▶ [TESTO IN ESAME]:
Settembre 2017
Partenope la sirena, quella che per non essere riuscita a fermare Ulisse, nel mito, venne a morire sull’isolotto di Megaride, dove sorge oggi Castel dell’Ovo; la “fondatrice” di questa città. È un mito che va riscoperto e rivalutato. C’è venuto in mente allora che una nostra vecchia amica, architetto, pittrice, insegnante di arte, già alcuni anni fa era stata attratta da questo tema. Si chiama Maria Massa, la andiamo a trovare per vedere i suoi quadri e farci raccontare.

▶ [ISTRUZIONI DELL'ESERCIZIO]:
1 – Nel testo su Partenope, dove venne a morire la sirena secondo il mito?
2 – Trascrivi dal testo su Partenope il tratto che va da "Settembre 2017" fino a "e farci raccontare.".

▶ [RIGHE DEL DATASET]:
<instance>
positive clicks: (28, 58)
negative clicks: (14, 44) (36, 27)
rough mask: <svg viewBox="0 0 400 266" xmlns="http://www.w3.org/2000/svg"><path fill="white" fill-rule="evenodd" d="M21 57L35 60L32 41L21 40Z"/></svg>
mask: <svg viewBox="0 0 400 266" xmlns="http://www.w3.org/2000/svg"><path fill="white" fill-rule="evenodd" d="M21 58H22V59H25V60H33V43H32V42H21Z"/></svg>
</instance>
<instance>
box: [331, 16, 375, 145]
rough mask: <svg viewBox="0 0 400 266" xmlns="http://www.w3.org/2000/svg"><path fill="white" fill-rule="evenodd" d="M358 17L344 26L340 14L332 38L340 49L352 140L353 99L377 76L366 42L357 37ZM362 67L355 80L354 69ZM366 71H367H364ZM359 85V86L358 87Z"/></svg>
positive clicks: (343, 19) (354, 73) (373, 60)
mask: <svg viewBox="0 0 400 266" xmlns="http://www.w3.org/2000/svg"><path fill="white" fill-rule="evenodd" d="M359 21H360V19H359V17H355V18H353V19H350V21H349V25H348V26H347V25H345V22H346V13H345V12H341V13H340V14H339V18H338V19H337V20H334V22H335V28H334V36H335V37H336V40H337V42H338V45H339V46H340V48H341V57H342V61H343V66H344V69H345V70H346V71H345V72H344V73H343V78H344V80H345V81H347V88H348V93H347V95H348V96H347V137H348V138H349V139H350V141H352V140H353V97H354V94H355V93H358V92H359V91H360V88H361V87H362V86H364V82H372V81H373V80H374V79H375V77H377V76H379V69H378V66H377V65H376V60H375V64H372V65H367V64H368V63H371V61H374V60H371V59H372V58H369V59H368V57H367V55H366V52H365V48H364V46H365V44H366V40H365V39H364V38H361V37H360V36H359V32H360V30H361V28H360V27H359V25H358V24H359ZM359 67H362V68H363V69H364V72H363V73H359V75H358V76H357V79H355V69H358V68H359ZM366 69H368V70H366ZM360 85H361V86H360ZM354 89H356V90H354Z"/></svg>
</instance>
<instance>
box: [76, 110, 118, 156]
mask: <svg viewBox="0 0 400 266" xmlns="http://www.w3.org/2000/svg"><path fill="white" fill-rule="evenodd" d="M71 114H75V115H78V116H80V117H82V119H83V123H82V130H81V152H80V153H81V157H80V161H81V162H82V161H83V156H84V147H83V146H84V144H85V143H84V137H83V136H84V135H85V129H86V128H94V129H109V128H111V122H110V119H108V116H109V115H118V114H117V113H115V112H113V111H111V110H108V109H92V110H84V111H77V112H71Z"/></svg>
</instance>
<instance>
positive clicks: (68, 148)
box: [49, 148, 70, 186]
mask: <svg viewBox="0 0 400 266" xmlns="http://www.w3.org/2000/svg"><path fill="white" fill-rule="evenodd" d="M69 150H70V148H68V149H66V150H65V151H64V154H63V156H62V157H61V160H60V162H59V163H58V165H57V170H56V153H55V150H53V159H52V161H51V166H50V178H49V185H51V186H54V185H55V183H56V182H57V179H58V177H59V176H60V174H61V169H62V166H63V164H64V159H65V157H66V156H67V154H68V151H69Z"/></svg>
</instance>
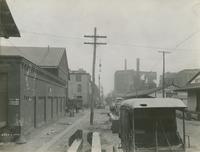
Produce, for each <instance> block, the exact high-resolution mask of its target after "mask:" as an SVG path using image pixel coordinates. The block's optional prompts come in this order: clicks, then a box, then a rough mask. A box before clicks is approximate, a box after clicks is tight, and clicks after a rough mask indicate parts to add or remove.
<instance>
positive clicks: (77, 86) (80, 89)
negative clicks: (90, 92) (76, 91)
mask: <svg viewBox="0 0 200 152" xmlns="http://www.w3.org/2000/svg"><path fill="white" fill-rule="evenodd" d="M81 91H82V86H81V84H78V85H77V92H81Z"/></svg>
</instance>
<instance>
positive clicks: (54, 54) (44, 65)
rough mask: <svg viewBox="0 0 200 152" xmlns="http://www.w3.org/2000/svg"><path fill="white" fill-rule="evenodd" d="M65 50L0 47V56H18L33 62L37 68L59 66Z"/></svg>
mask: <svg viewBox="0 0 200 152" xmlns="http://www.w3.org/2000/svg"><path fill="white" fill-rule="evenodd" d="M65 51H66V49H65V48H54V47H10V46H1V55H19V56H22V57H24V58H26V59H27V60H29V61H31V62H33V63H34V64H36V65H38V66H43V67H45V66H52V67H56V66H58V65H59V63H60V61H61V58H62V56H63V54H64V53H65Z"/></svg>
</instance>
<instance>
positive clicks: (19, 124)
mask: <svg viewBox="0 0 200 152" xmlns="http://www.w3.org/2000/svg"><path fill="white" fill-rule="evenodd" d="M1 52H2V54H3V55H1V56H0V83H1V86H0V98H1V101H2V102H1V105H0V112H1V114H0V128H7V129H8V130H10V131H11V132H12V133H23V134H25V133H27V132H29V131H30V130H31V129H33V128H37V127H40V126H41V125H43V124H44V123H48V122H50V121H54V120H57V119H58V118H60V117H62V116H64V113H65V110H64V109H65V105H66V99H67V81H68V77H69V74H68V64H67V58H66V50H65V48H37V47H35V48H34V47H2V50H1ZM48 66H49V67H48Z"/></svg>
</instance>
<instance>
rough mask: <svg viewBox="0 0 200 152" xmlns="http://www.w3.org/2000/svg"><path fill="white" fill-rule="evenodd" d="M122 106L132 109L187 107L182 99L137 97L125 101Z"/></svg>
mask: <svg viewBox="0 0 200 152" xmlns="http://www.w3.org/2000/svg"><path fill="white" fill-rule="evenodd" d="M121 107H129V108H131V109H140V108H145V109H146V108H186V105H185V104H184V103H183V102H182V101H181V100H180V99H174V98H135V99H128V100H125V101H123V102H122V104H121Z"/></svg>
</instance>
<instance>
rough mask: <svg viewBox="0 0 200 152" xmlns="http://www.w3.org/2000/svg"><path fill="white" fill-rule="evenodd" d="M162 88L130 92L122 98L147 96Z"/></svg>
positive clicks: (155, 88) (156, 88) (141, 90)
mask: <svg viewBox="0 0 200 152" xmlns="http://www.w3.org/2000/svg"><path fill="white" fill-rule="evenodd" d="M161 89H162V88H153V89H146V90H138V91H137V92H131V93H128V94H126V95H125V96H124V98H134V97H141V96H147V95H149V94H152V93H154V92H156V91H158V90H161Z"/></svg>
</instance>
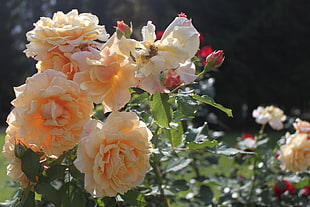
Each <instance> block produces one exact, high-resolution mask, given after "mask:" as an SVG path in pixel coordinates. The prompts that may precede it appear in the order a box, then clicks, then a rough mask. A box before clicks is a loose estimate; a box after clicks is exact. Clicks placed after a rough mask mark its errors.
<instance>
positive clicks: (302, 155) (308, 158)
mask: <svg viewBox="0 0 310 207" xmlns="http://www.w3.org/2000/svg"><path fill="white" fill-rule="evenodd" d="M286 139H287V143H286V144H285V145H282V146H281V147H280V155H279V157H278V159H279V160H280V161H281V164H282V168H283V169H284V170H289V171H292V172H295V173H299V172H303V171H306V170H307V168H308V167H309V166H310V140H309V139H308V135H307V134H302V133H295V134H287V135H286Z"/></svg>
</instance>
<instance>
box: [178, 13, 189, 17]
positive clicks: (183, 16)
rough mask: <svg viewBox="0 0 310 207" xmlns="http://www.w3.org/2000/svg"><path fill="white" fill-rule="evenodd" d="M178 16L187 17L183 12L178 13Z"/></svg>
mask: <svg viewBox="0 0 310 207" xmlns="http://www.w3.org/2000/svg"><path fill="white" fill-rule="evenodd" d="M178 17H185V18H187V15H186V14H185V13H183V12H181V13H180V14H178Z"/></svg>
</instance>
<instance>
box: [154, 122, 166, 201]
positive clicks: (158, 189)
mask: <svg viewBox="0 0 310 207" xmlns="http://www.w3.org/2000/svg"><path fill="white" fill-rule="evenodd" d="M158 131H159V127H157V128H156V129H155V132H154V135H153V138H154V140H153V143H154V147H155V148H157V149H158V150H159V152H161V151H160V148H158V136H157V133H158ZM159 165H160V158H158V157H156V154H153V162H151V166H152V168H153V170H154V172H155V176H156V182H157V185H158V190H159V192H160V197H161V200H162V204H163V206H164V207H169V204H168V200H167V198H166V196H165V192H164V189H163V187H162V186H163V178H162V173H161V171H160V168H159Z"/></svg>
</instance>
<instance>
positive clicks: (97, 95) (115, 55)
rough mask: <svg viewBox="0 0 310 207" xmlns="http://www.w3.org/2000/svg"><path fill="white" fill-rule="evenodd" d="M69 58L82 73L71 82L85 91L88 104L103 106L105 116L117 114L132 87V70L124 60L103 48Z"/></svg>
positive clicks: (133, 78)
mask: <svg viewBox="0 0 310 207" xmlns="http://www.w3.org/2000/svg"><path fill="white" fill-rule="evenodd" d="M72 58H73V59H74V60H76V61H77V62H78V66H79V68H80V70H81V72H78V73H76V74H75V76H74V79H73V80H74V81H75V82H77V83H78V84H80V87H81V89H82V90H85V91H87V93H88V95H89V96H90V99H91V101H93V102H94V103H97V104H99V103H102V105H103V107H104V112H110V111H115V110H118V109H120V108H122V107H123V106H124V105H125V104H126V103H128V102H129V100H130V91H129V88H130V87H133V86H134V85H135V77H134V75H135V66H134V65H133V64H132V62H130V61H129V59H128V58H127V57H125V56H123V55H120V54H117V53H115V52H113V53H111V52H110V49H109V48H108V47H105V48H104V49H103V50H102V51H98V50H95V49H93V50H90V51H84V52H79V53H75V54H73V55H72Z"/></svg>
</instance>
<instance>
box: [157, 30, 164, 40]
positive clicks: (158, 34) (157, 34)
mask: <svg viewBox="0 0 310 207" xmlns="http://www.w3.org/2000/svg"><path fill="white" fill-rule="evenodd" d="M164 32H165V31H164V30H162V31H158V32H156V40H160V39H161V37H162V36H163V34H164Z"/></svg>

▶ [SOLUZIONI]:
1 – Sull'isolotto di Megaride, dove sorge oggi Castel dell'Ovo.

2 –
Settembre 2017
Partenope la sirena, quella che per non essere riuscita a fermare Ulisse, nel mito, venne a morire sull’isolotto di Megaride, dove sorge oggi Castel dell’Ovo; la “fondatrice” di questa città. È un mito che va riscoperto e rivalutato. C’è venuto in mente allora che una nostra vecchia amica, architetto, pittrice, insegnante di arte, già alcuni anni fa era stata attratta da questo tema. Si chiama Maria Massa, la andiamo a trovare per vedere i suoi quadri e farci raccontare.